> _INFORMATION PROVIDED_:
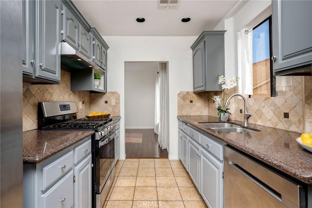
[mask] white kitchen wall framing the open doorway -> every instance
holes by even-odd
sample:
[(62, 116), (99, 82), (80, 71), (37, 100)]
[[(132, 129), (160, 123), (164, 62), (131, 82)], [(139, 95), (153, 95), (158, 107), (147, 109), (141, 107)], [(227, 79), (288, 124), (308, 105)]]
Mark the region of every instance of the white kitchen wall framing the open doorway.
[(125, 158), (125, 62), (168, 62), (169, 159), (178, 159), (177, 94), (193, 90), (192, 49), (197, 37), (106, 36), (108, 91), (120, 94), (120, 159)]

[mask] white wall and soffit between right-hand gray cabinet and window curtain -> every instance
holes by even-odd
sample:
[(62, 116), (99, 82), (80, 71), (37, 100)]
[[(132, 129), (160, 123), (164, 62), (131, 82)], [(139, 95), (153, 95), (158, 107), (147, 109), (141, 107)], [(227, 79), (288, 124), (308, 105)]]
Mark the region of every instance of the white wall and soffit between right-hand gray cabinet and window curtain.
[[(264, 10), (268, 17), (271, 13), (271, 0), (249, 0), (234, 14), (227, 15), (220, 21), (214, 30), (227, 30), (224, 36), (225, 42), (225, 76), (229, 79), (237, 76), (237, 32), (243, 29), (246, 25), (260, 23), (265, 17), (255, 19)], [(239, 5), (238, 5), (239, 6)]]

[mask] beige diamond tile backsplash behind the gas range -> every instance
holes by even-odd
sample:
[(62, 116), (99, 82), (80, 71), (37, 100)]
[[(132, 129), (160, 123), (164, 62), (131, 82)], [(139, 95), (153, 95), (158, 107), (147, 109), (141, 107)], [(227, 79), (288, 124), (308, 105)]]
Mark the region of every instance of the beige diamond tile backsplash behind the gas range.
[[(111, 100), (115, 99), (115, 105)], [(84, 102), (77, 118), (84, 118), (92, 111), (120, 116), (120, 96), (117, 92), (90, 93), (70, 90), (70, 73), (61, 70), (60, 84), (23, 83), (23, 131), (38, 128), (38, 103), (53, 101)], [(107, 104), (105, 104), (107, 101)]]

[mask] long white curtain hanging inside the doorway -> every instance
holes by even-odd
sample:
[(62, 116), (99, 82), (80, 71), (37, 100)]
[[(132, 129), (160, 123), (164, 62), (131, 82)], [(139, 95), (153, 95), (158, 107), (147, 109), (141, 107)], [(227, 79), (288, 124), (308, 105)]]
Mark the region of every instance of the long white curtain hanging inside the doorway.
[[(156, 78), (155, 91), (155, 124), (154, 131), (158, 134), (158, 144), (167, 149), (169, 141), (169, 107), (166, 63), (159, 63), (159, 73)], [(158, 127), (158, 128), (157, 128)]]

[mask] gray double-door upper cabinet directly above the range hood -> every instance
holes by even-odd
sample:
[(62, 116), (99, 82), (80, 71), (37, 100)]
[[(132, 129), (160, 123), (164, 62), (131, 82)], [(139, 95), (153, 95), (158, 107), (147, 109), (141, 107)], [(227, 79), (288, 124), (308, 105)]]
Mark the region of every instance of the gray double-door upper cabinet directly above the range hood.
[(85, 20), (78, 13), (76, 7), (72, 5), (71, 1), (64, 2), (70, 5), (62, 5), (62, 40), (90, 59), (90, 27), (86, 25), (87, 23), (83, 23)]

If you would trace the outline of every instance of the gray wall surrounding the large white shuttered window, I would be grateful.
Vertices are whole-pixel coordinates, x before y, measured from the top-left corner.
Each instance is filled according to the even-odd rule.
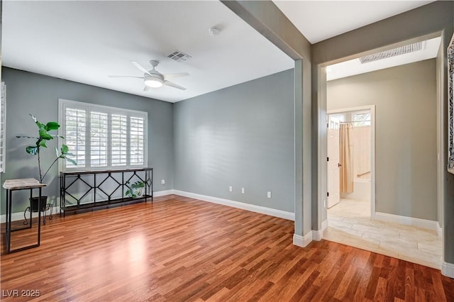
[[[148,165],[154,168],[154,190],[173,189],[172,104],[6,67],[2,69],[2,80],[6,83],[7,98],[6,173],[2,179],[39,177],[36,157],[25,152],[29,141],[18,139],[16,135],[35,135],[36,125],[28,113],[42,122],[58,121],[58,99],[69,99],[148,112]],[[45,151],[49,152],[41,152],[43,160],[49,162],[53,150]],[[160,179],[165,179],[165,185],[160,184]],[[49,186],[43,193],[56,202],[57,165],[45,182]],[[1,196],[3,199],[4,192]],[[18,203],[17,207],[13,206],[13,212],[15,208],[22,211],[23,206]],[[4,208],[1,208],[1,213],[4,213]]]

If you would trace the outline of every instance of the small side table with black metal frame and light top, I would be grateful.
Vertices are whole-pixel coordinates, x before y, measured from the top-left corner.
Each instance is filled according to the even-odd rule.
[[[27,178],[27,179],[9,179],[6,180],[3,184],[4,189],[6,189],[6,252],[19,252],[22,250],[28,250],[33,247],[40,246],[40,236],[41,236],[41,211],[38,211],[38,243],[34,245],[28,245],[25,247],[20,247],[16,250],[11,250],[11,232],[16,230],[24,230],[26,228],[32,228],[30,226],[26,228],[16,228],[11,230],[11,203],[12,203],[12,193],[13,191],[19,190],[30,190],[30,198],[33,197],[33,189],[38,189],[39,191],[39,201],[38,201],[38,208],[41,207],[41,189],[43,186],[47,186],[47,184],[40,184],[37,179]],[[30,201],[31,203],[31,201]],[[30,214],[31,215],[31,214]]]

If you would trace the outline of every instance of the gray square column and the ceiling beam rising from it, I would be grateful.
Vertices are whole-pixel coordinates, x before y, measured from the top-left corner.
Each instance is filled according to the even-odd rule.
[[[222,1],[222,0],[221,0]],[[314,192],[311,191],[312,157],[316,155],[312,144],[311,114],[311,43],[289,21],[272,1],[222,1],[240,18],[255,28],[265,38],[295,60],[294,84],[294,192],[295,192],[295,235],[298,245],[301,236],[312,228],[319,230],[321,220],[314,220],[318,208],[312,206]],[[316,109],[316,108],[315,108]],[[326,211],[325,211],[326,214]],[[319,225],[317,225],[317,223]]]

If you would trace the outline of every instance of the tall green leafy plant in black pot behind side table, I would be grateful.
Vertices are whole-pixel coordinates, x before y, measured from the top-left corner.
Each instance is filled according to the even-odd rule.
[[[76,165],[77,162],[72,160],[71,158],[68,158],[67,155],[72,155],[72,153],[69,152],[69,148],[67,145],[62,145],[60,147],[60,151],[55,147],[55,160],[48,166],[48,169],[45,170],[43,174],[43,167],[41,163],[41,157],[40,157],[40,152],[41,148],[47,148],[48,145],[47,143],[50,140],[53,140],[54,138],[63,138],[60,135],[54,135],[50,134],[50,131],[58,130],[60,128],[60,125],[57,122],[48,122],[48,123],[40,123],[36,119],[35,116],[30,114],[31,118],[33,118],[33,121],[35,121],[35,124],[38,126],[38,136],[17,136],[17,138],[31,138],[33,140],[36,140],[35,145],[29,145],[26,147],[26,152],[31,155],[38,155],[38,171],[40,174],[39,181],[40,183],[43,183],[46,175],[50,171],[50,168],[58,162],[60,159],[65,159],[68,162],[71,162],[72,164]],[[41,196],[41,211],[45,210],[46,208],[46,203],[48,200],[48,196]],[[33,197],[32,198],[32,206],[31,206],[31,211],[33,212],[38,212],[38,197]]]

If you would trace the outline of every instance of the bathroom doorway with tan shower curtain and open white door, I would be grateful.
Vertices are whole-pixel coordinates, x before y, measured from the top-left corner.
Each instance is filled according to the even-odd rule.
[[[367,203],[372,193],[372,112],[345,109],[328,114],[328,208],[343,199]],[[375,208],[375,207],[374,207]]]

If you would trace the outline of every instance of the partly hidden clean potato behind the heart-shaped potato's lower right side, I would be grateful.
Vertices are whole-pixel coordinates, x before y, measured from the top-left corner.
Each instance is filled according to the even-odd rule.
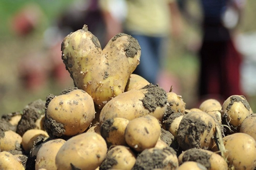
[[[142,76],[137,74],[131,74],[126,84],[125,92],[131,89],[140,90],[145,86],[147,86],[148,84],[150,84],[150,82],[148,82],[148,80],[146,80]]]

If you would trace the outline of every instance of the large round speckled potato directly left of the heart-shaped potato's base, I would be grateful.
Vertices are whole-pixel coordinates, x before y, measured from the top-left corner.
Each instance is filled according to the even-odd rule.
[[[83,90],[73,90],[54,97],[48,104],[45,129],[51,137],[74,136],[83,133],[95,116],[91,96]]]

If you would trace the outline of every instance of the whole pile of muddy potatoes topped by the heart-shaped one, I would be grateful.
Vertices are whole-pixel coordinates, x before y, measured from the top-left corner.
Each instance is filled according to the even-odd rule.
[[[186,108],[182,96],[132,74],[127,34],[102,50],[87,26],[66,36],[74,87],[0,120],[0,169],[254,169],[256,116],[244,96]]]

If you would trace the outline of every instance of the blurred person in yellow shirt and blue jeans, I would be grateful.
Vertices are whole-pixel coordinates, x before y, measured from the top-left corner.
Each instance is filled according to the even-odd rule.
[[[120,32],[137,39],[142,54],[140,65],[133,73],[156,84],[162,57],[167,53],[168,39],[181,32],[175,0],[100,0],[100,5],[106,23],[106,41]]]

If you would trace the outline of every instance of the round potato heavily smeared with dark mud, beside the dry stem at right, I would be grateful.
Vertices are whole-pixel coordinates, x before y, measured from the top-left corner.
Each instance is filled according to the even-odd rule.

> _ABOUT THIS EXERCISE_:
Search the preceding listing for "grateful" and extract every line where it is found.

> _WRITTEN REPLY_:
If you would trace the outline of every instance of the gray wall surrounding the large white shuttered window, I would be grateful.
If you would trace the outline of every instance of the small side table with black metal frame and light top, I would be grateful.
If you would trace the outline of every instance of the gray square column and the ceiling beam rising from it, I would be grateful.
If you would trace the outline of every instance of the tall green leafy plant in black pot behind side table, I would be grateful.
If you would trace the outline of every instance of the bathroom doorway with tan shower curtain and open white door, I would be grateful.
If you would trace the outline of every instance of the partly hidden clean potato behind the heart-shaped potato's lower right side, I would be grateful.
If you would trace the outline of every instance of the large round speckled potato directly left of the heart-shaped potato's base, I would be grateful.
If you would trace the outline of every instance of the whole pile of muddy potatoes topped by the heart-shaped one, I would be grateful.
If you would trace the outline of every instance of the blurred person in yellow shirt and blue jeans, I would be grateful.
If you would trace the outline of every instance of the round potato heavily smeared with dark mud, beside the dry stem at right, I would be grateful.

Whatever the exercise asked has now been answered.